(Written task A) Copy a passage from the post on stepping back from FB word for word, starting at "The constructive effects" and ending after "channel to emphatise.".
(Written task B) In the post on stepping back from FB, when did the writer join FB?

(Document extract)

⟨

In short, I am not going cold turkey on FB, but merely semifreddo, half cold.
I expect that removing myself from FB for now creates the space for me to figure out what to do and not do with FB.

My FB history
I joined FB in the first week of October 2006, shortly after it became available for non-US non-academic e-mail accounts in September. Until the winter of 2013 I posted virtually nothing, except automatic links to my blogposts. Only from November 2013, nudged by Gerrit Eicker, I started interacting with FB more, and from early 2014 the number of postings slowly grew. It turned into an addictive habit, that you really want to quit but don’t really seem to be able to. A tool I use to track my own software and web-usage has been brutally direct in showing me how much of a time sink FB became. I removed the FB app from my phone at some point in the last year, mostly to cut away the noise and disconnect from the here and now that doing a quick FB check during ‘empty’ moments creates.

The constructive effects of FB
FB has been both helpful, as well as damaging on a personal level. In the positive sense,

  • it allows me to stay in touch with a wide variety of people that I otherwise wouldn’t be in touch with. Because they are distant in terms of geography, because the context we once shared is a long time ago, the current overlap in context is small, or any combination thereof.
  • It makes keeping a sense of what’s going on in their lives pretty effortless, and even if actual interaction may be low, it serves as a low threshold channel to emphatise.
  • It allowed me to share things in a much less public place than my blog when in 2015 and 2016 personal events were dominant, without the need to reach out directly to anyone. This allowed others to respond as they see fit.
  • In some instances FB is the only way I can easily connect to people and groups I am professionally connected with, such as for instance colleagues in Central Asia, or the Serbian open data community.

There’s also a destructive side to FB
FB has had a huge impact over time on my regular information strategies. This was of course helped along by the demise of many other tools and platforms such as Google Reader, Dopplr, and the erosion of what makes the web work, such as Twitter doing away with RSS. For these tools lost behind the event horizon of the black hole that FB and other walled gardens are, me and many of my network used FB as a replacement. For instance, Dopplr was a good way to inform the traveling part of my professional network of upcoming trips and therefore potential opportunities to meet, should some of our travel coincide. Posting a travel update on FB has replaced it, albeit with loss of visibility and functional value. The large majority of RSS feeds I followed have dried up. The disappearance of RSS from many platforms which allowed me to aggregate information about my network myself, meant I had to go to a place where that aggregation was done for me, and FB is such a place with the most people in it. Again at a significant loss of functional value (influence, filtering, tagging, making on the fly cross-sections etc.)

⟩

(Excerpts of pointing data)
⟨

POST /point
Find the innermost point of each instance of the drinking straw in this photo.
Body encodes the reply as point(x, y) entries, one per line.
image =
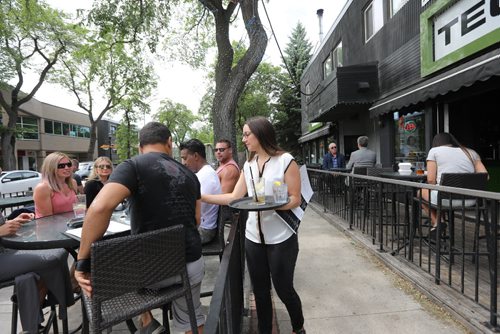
point(253, 185)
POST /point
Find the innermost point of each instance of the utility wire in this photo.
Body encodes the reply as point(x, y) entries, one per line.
point(295, 83)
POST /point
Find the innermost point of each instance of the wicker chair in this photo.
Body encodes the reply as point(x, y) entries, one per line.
point(123, 268)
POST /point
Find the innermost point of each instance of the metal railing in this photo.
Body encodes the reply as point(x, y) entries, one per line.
point(389, 212)
point(227, 304)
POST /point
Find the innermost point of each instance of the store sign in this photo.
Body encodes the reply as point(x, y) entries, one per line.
point(410, 126)
point(452, 30)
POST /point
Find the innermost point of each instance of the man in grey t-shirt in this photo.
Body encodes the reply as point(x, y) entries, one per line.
point(363, 157)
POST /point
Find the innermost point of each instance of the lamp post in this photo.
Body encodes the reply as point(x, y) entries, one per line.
point(110, 149)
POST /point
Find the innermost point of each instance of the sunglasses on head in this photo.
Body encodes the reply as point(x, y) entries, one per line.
point(104, 166)
point(63, 165)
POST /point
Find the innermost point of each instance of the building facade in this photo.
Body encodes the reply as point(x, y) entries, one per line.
point(44, 128)
point(400, 71)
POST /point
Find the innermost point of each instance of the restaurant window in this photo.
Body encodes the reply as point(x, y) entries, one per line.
point(57, 128)
point(308, 92)
point(28, 128)
point(373, 18)
point(396, 5)
point(337, 56)
point(327, 66)
point(410, 136)
point(49, 126)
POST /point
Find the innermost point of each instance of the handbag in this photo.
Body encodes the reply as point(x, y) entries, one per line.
point(294, 216)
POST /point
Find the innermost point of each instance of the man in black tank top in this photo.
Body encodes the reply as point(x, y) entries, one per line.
point(162, 193)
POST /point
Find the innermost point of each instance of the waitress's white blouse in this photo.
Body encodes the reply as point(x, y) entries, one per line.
point(275, 229)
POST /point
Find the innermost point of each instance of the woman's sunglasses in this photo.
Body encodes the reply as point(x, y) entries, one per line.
point(63, 165)
point(104, 167)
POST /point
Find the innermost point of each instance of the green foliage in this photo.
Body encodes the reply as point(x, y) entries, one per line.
point(287, 120)
point(127, 140)
point(33, 37)
point(257, 99)
point(102, 68)
point(178, 118)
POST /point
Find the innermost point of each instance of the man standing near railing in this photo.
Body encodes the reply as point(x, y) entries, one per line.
point(162, 193)
point(363, 157)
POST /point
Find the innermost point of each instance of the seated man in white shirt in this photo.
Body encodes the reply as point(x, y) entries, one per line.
point(193, 156)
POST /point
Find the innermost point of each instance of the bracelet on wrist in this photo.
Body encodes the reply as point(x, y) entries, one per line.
point(83, 265)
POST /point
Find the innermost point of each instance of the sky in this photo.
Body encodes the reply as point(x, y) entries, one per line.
point(182, 84)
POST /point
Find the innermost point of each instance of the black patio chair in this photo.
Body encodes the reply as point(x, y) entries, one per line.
point(51, 321)
point(448, 204)
point(124, 269)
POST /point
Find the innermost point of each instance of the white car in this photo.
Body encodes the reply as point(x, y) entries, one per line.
point(18, 180)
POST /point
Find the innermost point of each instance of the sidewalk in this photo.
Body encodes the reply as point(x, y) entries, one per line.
point(345, 290)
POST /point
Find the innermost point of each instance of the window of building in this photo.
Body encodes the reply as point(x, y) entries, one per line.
point(410, 136)
point(373, 18)
point(57, 128)
point(65, 129)
point(327, 66)
point(396, 5)
point(49, 126)
point(368, 22)
point(337, 56)
point(28, 128)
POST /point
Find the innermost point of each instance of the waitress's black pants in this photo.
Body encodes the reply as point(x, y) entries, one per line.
point(276, 262)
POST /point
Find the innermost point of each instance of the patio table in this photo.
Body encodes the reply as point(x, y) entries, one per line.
point(49, 233)
point(410, 223)
point(12, 202)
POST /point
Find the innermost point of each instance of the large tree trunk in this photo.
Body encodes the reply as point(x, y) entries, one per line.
point(8, 140)
point(230, 82)
point(93, 139)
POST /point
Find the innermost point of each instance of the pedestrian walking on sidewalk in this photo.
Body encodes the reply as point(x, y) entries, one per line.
point(271, 245)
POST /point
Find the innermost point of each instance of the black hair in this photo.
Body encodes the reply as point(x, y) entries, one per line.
point(264, 131)
point(194, 146)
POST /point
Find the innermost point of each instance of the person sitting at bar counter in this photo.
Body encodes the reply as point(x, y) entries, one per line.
point(332, 158)
point(447, 155)
point(363, 157)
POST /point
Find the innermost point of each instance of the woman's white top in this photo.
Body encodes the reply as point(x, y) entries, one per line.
point(275, 229)
point(452, 160)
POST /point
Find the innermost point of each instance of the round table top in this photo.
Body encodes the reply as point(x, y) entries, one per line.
point(249, 204)
point(43, 233)
point(47, 233)
point(340, 169)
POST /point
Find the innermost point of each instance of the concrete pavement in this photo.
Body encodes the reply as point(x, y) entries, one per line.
point(343, 289)
point(346, 290)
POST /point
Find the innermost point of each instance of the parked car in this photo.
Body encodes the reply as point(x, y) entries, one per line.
point(15, 181)
point(84, 169)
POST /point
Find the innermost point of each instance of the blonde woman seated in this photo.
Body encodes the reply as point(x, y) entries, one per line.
point(57, 191)
point(103, 167)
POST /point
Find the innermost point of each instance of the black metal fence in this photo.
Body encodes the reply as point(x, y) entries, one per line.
point(462, 255)
point(227, 304)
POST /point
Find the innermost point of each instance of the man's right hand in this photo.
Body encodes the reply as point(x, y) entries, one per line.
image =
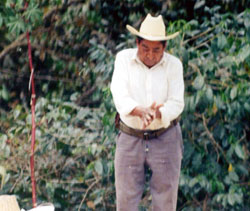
point(148, 114)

⟩

(Correct response A)
The constructive effects of FB
FB has been both helpful, as well as damaging on a personal level. In the positive sense,

  • it allows me to stay in touch with a wide variety of people that I otherwise wouldn’t be in touch with. Because they are distant in terms of geography, because the context we once shared is a long time ago, the current overlap in context is small, or any combination thereof.
  • It makes keeping a sense of what’s going on in their lives pretty effortless, and even if actual interaction may be low, it serves as a low threshold channel to emphatise.

(Correct response B) In the first week of October 2006.